# [EXCERPT TO READ]
□ □ □ □ □
First - Buying land where they are is a good way to lose their shirt.  Job turnover and high purchase price makes renting-near-work a very attractive thing to do for bike-riding and cost-saving in general.

Second - Borrowing against your pension for a down payment on a fluctuating asset?  You have to be kidding me.

Third - Two teachers attempting to purchase a $300,000+ home?  Are you kidding?

Fourth - Almost all of the people in the teaching-to-pay-for-your-masters program that they are in burn out after 2 years or so (I know from personal conversations with 10+ people through this program).  This doesn't exactly scream "I will stay in this location for five years".  This is terribly risky.

Fifth - on Page 2, it says that the income is unstable.  Are they seriously looking to make a 30-year commitment with unstable income?  "Stretching" their purchase price?  This sounds like a recipe for bankruptcy/default.

Sixth - the paid thousands in broker's fees to find a rental?  WTF?

Seventh - They mention that the DOWN PAYMENT is 1 year's combined salary.  This is scary.  They are buying too much house (my down payment was 60% lower). Why do they want a house so badly?

Eighth - They can make a map of the city's happy hour?  Seriously?
□ □ □ □ □
# [SHORT PROBLEM]
Can you pick up the list of objections to the teachers' home purchase and continue it from where it stops? The data here has no connection to the list of objections to the teachers' home purchase.

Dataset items
□ □ □ □ □
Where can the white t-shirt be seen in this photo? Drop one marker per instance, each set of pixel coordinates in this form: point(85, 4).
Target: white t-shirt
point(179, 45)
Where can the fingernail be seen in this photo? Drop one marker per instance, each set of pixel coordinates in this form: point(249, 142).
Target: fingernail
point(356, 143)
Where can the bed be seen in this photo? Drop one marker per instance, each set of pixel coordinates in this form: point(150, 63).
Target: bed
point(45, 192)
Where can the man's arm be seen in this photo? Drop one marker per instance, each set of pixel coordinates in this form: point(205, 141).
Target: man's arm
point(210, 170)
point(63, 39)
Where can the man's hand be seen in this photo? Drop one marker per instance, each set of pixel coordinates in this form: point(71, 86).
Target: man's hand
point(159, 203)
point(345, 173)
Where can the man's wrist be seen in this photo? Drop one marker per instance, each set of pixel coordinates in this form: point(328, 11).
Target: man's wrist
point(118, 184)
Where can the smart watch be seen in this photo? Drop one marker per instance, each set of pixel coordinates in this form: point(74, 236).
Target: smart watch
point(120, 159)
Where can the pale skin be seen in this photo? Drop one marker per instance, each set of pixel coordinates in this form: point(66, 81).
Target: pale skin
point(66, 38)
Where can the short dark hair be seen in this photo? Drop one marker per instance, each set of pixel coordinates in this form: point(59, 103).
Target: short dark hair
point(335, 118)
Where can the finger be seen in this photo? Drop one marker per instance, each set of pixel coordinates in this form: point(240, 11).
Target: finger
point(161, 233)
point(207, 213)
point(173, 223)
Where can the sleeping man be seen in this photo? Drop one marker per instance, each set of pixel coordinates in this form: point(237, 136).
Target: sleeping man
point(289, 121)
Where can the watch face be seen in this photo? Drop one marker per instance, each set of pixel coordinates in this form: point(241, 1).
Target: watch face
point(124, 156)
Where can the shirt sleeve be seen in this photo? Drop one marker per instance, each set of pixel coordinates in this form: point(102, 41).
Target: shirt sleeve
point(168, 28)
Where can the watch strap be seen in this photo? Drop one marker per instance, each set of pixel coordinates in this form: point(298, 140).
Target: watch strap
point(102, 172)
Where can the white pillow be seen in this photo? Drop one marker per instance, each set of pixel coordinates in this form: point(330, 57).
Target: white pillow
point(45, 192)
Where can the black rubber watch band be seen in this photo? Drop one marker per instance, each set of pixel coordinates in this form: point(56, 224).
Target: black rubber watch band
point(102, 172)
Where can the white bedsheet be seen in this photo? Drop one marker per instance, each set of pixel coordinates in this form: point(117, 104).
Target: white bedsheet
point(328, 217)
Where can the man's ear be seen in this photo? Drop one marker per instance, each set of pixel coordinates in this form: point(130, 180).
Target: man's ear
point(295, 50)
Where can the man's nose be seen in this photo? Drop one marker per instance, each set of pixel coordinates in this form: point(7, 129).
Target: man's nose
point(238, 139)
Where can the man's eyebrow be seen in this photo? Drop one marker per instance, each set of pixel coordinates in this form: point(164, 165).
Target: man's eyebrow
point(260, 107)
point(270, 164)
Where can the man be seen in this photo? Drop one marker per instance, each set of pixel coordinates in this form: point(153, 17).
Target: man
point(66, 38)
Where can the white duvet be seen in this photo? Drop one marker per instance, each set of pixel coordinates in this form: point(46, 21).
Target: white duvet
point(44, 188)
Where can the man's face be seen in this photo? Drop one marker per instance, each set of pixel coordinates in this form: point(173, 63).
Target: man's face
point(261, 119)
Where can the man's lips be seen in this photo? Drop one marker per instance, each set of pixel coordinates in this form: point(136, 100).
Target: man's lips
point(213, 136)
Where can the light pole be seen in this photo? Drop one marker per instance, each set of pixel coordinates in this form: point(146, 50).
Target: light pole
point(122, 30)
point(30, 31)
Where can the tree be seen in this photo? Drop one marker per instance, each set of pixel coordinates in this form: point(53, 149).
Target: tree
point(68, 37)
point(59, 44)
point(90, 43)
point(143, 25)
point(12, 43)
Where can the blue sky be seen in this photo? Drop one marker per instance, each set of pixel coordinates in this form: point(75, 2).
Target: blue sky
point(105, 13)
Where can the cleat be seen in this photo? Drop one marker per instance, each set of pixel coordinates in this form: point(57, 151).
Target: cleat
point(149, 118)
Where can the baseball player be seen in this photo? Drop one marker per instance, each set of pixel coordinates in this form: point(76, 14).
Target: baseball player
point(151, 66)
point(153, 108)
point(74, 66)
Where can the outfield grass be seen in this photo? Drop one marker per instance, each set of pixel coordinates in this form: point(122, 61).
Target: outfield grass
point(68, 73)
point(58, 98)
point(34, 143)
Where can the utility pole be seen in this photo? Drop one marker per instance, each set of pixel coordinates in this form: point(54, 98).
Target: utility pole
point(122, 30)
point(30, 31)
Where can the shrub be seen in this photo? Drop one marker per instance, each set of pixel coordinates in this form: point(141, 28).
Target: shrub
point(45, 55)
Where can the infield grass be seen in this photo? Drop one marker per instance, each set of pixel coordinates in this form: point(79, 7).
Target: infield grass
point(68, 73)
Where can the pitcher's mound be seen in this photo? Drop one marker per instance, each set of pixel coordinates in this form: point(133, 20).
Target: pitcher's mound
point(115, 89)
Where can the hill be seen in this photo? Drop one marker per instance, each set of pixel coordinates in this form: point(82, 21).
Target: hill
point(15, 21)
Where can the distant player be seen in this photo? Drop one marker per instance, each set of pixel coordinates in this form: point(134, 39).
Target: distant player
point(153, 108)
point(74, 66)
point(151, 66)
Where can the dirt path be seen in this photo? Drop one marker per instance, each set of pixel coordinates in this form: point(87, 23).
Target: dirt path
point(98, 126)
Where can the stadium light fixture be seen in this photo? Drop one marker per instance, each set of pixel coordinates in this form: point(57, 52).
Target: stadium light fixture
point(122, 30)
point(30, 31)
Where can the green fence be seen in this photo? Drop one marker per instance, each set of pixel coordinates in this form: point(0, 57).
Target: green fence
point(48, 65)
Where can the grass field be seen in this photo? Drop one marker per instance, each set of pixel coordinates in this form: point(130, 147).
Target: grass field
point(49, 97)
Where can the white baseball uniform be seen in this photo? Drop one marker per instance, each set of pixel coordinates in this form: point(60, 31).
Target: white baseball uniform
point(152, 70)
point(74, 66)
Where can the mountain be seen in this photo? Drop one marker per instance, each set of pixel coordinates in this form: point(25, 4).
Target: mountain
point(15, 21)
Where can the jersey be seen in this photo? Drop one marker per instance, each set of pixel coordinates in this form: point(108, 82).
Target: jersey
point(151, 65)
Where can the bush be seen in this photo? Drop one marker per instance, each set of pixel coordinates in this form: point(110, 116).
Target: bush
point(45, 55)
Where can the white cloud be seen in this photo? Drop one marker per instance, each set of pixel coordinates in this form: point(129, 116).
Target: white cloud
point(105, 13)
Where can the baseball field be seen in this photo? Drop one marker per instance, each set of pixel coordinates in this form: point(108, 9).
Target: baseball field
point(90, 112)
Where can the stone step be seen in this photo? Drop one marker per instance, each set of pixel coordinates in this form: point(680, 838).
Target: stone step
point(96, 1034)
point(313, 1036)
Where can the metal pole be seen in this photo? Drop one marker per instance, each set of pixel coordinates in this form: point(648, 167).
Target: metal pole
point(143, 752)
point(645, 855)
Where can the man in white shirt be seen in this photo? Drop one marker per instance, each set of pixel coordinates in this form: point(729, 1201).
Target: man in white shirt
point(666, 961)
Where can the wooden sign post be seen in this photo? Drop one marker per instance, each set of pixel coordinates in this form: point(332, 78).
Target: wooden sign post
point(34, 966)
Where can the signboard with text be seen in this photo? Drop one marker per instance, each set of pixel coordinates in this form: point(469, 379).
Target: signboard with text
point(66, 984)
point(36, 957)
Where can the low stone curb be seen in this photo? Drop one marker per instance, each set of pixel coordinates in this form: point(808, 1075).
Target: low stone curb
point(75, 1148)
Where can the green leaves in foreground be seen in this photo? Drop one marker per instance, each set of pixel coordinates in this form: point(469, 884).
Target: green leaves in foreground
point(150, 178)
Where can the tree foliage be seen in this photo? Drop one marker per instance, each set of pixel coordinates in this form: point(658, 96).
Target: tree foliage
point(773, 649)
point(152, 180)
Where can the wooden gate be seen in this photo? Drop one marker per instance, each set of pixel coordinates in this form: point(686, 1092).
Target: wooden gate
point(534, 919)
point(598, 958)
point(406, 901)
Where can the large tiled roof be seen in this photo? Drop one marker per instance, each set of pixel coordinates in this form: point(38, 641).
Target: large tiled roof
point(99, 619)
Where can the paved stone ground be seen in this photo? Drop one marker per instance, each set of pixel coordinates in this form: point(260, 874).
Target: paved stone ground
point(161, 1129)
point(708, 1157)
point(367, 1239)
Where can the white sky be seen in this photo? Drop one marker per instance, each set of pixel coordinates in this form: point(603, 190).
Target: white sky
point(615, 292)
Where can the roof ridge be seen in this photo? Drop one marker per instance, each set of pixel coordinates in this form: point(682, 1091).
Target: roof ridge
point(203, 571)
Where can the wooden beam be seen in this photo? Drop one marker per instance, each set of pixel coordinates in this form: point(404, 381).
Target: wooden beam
□ □ □ □ □
# [RESPONSE]
Ninth - They decided to rent a house which is a 3-hour commute away?  Do they LIKE commuting?  I understand that the 'all you can ride' fare pass in NYC is available, but I cannot imagine paying for that with three hours of my time.  This is 1/8 of the day.  If you assume 8 hours work (yea, right!), and 8 hours sleep (yea, right!), with 30 minute meals twice per day (instant meals!), and 1 hour of getting-dressed/showering/shaving/whatever, 88% of their day is already spoken for (3 remaining hours).

Tenth - Why are they trying to BUY A HOME in NEW YORK CITY?  Have you seen a map of NYC?  It is made up of large buildings.  Apartments and condos are the fare of the day.

Finally - Is this supposed to be a sob story?  Teaching couple in NYC is not presented with the option of 'home owner'.  Is this a shock?  Highly volatile market, unstable career, borrowing against 401K, city generally unfriendly to home ownership, and a series of general 'red flags' in their finances all contribute to saying "this couple should not own a home".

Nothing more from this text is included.